Tasks to carry out:
1. Retype a passage from the article on the spectral theorem, starting at the words "The spectral theorem" and stopping after the words "for Hermitian matrices.".
2. According to the article on the spectral theorem, when is a matrix diagonalizable?

Source:
╔══
The spectral theorem for Hermitian matrices

A spectral theorem is a theorem about the diagonalization of a matrix or linear operator. A matrix is diagonalizable if it can be written in the form $MDM^{-1}$ where $D$ is a diagonal matrix. In this article, I will explain what a Hermitian matrix is, derive some properties, and use them to prove a spectral theorem for Hermitian matrices.
╚══
Stored data:
╔══
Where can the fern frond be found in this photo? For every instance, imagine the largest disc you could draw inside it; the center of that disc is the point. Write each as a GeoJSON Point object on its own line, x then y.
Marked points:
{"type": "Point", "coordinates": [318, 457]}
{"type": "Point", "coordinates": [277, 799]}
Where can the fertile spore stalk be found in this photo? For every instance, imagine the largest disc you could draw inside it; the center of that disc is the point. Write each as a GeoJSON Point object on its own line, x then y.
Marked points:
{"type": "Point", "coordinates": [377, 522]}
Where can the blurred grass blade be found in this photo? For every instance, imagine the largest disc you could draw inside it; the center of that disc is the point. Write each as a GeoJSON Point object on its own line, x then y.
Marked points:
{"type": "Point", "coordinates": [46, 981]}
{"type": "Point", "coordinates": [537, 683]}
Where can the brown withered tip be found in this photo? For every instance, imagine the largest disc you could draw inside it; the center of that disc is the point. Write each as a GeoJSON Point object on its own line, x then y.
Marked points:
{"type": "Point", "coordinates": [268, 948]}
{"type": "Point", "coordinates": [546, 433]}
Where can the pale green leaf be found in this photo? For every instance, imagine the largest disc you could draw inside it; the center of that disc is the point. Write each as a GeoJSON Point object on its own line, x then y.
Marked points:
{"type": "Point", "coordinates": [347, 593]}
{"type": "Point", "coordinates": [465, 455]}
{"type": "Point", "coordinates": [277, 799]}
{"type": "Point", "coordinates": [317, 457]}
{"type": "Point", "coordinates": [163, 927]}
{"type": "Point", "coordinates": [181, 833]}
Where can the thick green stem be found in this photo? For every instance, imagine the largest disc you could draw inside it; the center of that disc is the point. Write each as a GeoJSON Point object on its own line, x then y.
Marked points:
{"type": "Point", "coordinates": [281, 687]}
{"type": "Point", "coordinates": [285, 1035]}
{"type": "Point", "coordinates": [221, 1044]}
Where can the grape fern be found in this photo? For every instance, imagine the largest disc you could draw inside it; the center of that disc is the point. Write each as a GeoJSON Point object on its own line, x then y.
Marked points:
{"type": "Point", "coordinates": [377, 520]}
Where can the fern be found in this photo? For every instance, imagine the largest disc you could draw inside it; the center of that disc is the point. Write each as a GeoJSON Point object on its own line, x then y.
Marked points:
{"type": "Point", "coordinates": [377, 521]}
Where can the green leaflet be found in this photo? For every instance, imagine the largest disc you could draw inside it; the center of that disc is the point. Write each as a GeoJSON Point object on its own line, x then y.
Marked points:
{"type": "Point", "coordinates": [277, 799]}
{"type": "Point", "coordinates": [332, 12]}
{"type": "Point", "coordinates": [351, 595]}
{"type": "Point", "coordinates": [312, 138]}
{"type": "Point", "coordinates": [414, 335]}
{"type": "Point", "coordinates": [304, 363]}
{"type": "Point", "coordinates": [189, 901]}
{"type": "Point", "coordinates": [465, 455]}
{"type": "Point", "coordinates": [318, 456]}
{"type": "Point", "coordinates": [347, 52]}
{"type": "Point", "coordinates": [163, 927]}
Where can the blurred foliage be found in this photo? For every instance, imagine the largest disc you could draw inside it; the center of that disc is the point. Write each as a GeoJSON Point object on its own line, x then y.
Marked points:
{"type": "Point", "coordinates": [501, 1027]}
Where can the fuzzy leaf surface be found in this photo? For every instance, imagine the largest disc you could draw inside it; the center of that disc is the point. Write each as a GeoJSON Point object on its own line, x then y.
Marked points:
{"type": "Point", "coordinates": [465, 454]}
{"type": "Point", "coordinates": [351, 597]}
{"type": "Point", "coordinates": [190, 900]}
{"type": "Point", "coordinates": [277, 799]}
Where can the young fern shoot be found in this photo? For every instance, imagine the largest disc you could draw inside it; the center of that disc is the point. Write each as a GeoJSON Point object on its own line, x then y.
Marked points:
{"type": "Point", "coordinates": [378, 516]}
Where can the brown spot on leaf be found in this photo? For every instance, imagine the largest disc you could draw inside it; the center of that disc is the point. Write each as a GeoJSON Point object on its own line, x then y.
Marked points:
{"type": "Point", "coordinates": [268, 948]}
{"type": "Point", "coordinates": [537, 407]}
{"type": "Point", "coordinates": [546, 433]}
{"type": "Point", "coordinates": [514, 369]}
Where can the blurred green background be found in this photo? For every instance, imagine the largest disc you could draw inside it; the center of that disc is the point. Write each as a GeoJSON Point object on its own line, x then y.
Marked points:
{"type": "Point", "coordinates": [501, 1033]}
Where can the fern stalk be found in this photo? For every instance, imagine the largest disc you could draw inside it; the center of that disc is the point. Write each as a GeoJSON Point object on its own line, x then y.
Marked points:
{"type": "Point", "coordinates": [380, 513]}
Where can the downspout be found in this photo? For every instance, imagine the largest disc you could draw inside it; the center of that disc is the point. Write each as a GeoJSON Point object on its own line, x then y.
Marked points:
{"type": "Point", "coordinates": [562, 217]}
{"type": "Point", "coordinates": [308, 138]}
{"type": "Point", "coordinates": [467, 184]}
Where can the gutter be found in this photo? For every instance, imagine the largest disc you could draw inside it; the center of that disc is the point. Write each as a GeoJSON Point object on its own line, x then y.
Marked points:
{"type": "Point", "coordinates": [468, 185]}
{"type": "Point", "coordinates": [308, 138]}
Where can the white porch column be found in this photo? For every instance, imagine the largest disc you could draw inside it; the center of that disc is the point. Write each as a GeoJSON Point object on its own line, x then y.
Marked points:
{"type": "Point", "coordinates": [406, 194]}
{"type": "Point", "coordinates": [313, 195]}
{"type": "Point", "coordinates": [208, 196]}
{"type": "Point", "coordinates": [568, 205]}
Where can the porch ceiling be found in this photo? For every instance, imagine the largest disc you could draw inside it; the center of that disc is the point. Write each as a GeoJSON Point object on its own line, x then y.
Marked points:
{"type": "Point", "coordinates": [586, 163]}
╚══
Answers given:
1.
The spectral theorem for Hermitian matrices

A spectral theorem is a theorem about the diagonalization of a matrix or linear operator. A matrix is diagonalizable if it can be written in the form $MDM^{-1}$ where $D$ is a diagonal matrix. In this article, I will explain what a Hermitian matrix is, derive some properties, and use them to prove a spectral theorem for Hermitian matrices.

2. A matrix is diagonalizable if it can be written in the form $MDM^{-1}$ where $D$ is a diagonal matrix.